## DATA FOR THIS EXERCISE:

= = =

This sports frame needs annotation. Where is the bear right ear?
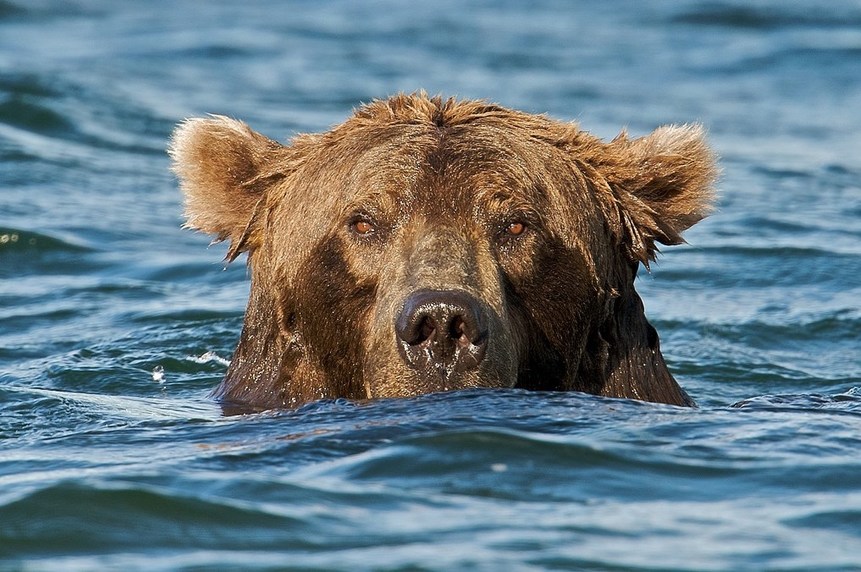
[168,115,285,261]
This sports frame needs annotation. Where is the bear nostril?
[412,317,437,345]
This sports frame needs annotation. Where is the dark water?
[0,0,861,570]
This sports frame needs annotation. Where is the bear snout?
[395,290,489,379]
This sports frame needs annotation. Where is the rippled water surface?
[0,0,861,570]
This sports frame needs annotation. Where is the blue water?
[0,0,861,571]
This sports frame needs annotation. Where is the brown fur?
[170,93,716,408]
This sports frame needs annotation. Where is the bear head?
[170,93,716,408]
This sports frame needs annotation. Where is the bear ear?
[168,115,284,261]
[587,125,718,267]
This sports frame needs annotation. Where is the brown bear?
[170,93,716,409]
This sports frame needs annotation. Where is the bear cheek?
[296,238,376,398]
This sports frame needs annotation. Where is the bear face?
[170,93,716,408]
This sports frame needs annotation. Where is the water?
[0,0,861,570]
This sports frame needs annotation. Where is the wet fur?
[170,94,716,408]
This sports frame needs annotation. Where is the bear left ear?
[168,115,285,261]
[587,125,718,267]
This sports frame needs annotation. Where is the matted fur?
[170,93,716,408]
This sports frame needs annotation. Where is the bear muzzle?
[395,289,489,381]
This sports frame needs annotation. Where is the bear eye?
[349,215,377,236]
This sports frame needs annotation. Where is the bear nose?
[395,290,488,378]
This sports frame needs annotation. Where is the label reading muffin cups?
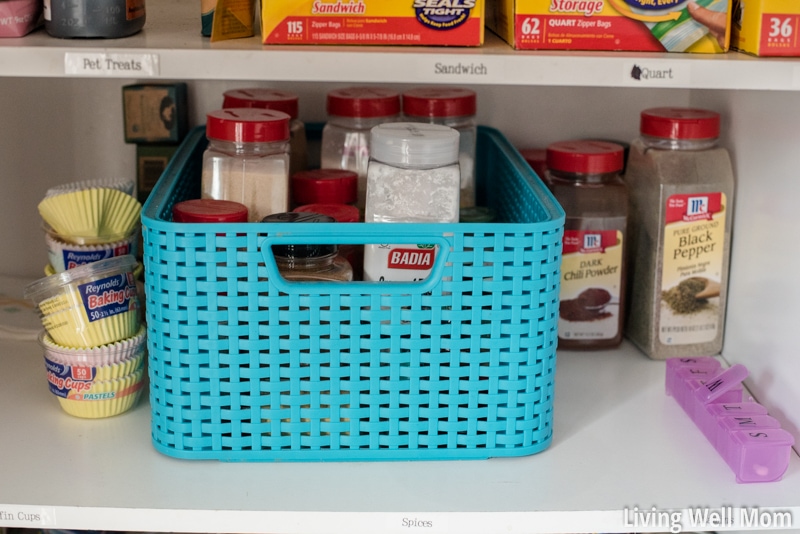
[44,358,95,399]
[78,273,139,323]
[414,0,476,30]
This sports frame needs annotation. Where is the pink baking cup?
[39,325,147,367]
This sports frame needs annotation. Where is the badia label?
[659,192,726,345]
[78,273,138,323]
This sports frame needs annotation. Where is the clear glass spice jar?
[263,212,353,282]
[364,122,461,282]
[201,108,290,222]
[320,87,400,210]
[222,87,308,176]
[625,108,734,360]
[546,140,628,350]
[402,87,478,208]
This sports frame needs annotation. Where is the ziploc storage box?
[142,127,564,461]
[487,0,731,53]
[731,0,800,56]
[261,0,485,46]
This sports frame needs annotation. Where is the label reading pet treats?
[78,273,139,323]
[44,358,95,399]
[558,230,622,340]
[658,193,726,345]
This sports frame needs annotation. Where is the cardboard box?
[122,83,189,143]
[261,0,485,46]
[136,145,178,204]
[486,0,731,53]
[731,0,800,56]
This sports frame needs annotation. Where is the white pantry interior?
[0,0,800,534]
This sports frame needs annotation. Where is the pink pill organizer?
[666,357,794,483]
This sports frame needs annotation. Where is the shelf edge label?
[64,52,160,78]
[622,59,691,87]
[0,504,56,528]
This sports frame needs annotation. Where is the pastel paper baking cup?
[25,256,141,348]
[50,369,145,419]
[39,326,147,368]
[45,227,139,273]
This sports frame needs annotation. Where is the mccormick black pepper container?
[546,141,628,350]
[625,108,734,360]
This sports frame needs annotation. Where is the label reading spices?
[558,230,623,340]
[78,273,138,323]
[658,192,726,345]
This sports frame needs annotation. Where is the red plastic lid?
[519,148,547,178]
[639,108,719,139]
[206,108,291,143]
[327,87,400,119]
[403,87,477,117]
[172,198,247,223]
[222,87,299,119]
[291,169,358,204]
[547,140,624,174]
[294,204,361,222]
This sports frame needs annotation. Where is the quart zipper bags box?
[731,0,800,56]
[261,0,485,46]
[486,0,731,54]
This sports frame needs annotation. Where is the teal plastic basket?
[142,127,564,461]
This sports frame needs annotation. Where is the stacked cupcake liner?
[25,180,146,419]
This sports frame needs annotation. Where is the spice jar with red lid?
[546,140,628,350]
[201,108,290,221]
[222,87,308,176]
[291,169,358,206]
[402,86,478,208]
[625,107,734,360]
[320,87,400,210]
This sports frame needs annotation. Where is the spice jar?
[222,87,308,176]
[291,169,358,206]
[364,122,461,282]
[263,212,353,282]
[625,108,734,360]
[546,141,628,350]
[44,0,146,39]
[402,87,478,208]
[202,108,289,222]
[320,87,400,210]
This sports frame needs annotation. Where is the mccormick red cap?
[206,108,291,143]
[291,169,358,204]
[639,108,719,139]
[222,87,299,119]
[294,204,361,222]
[403,87,477,117]
[547,141,624,174]
[519,148,547,178]
[172,198,247,223]
[327,87,400,119]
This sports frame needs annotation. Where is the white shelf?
[0,0,800,90]
[0,332,800,534]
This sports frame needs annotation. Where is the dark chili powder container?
[546,140,628,350]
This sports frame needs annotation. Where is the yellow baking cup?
[57,369,145,419]
[38,187,142,245]
[25,256,141,348]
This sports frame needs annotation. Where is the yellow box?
[486,0,732,54]
[261,0,485,46]
[731,0,800,56]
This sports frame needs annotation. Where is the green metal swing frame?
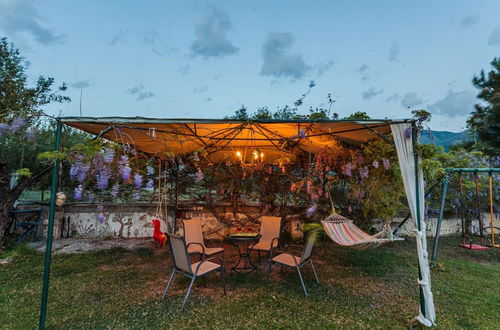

= = =

## EXERCISE:
Pull out every line of the data that contains the word "plastic", matching case exactly.

## FINISHED ANSWER:
This sports frame needs annotation. Where is the red plastic lid?
This sports frame needs annotation. Where is the teal plastic basket?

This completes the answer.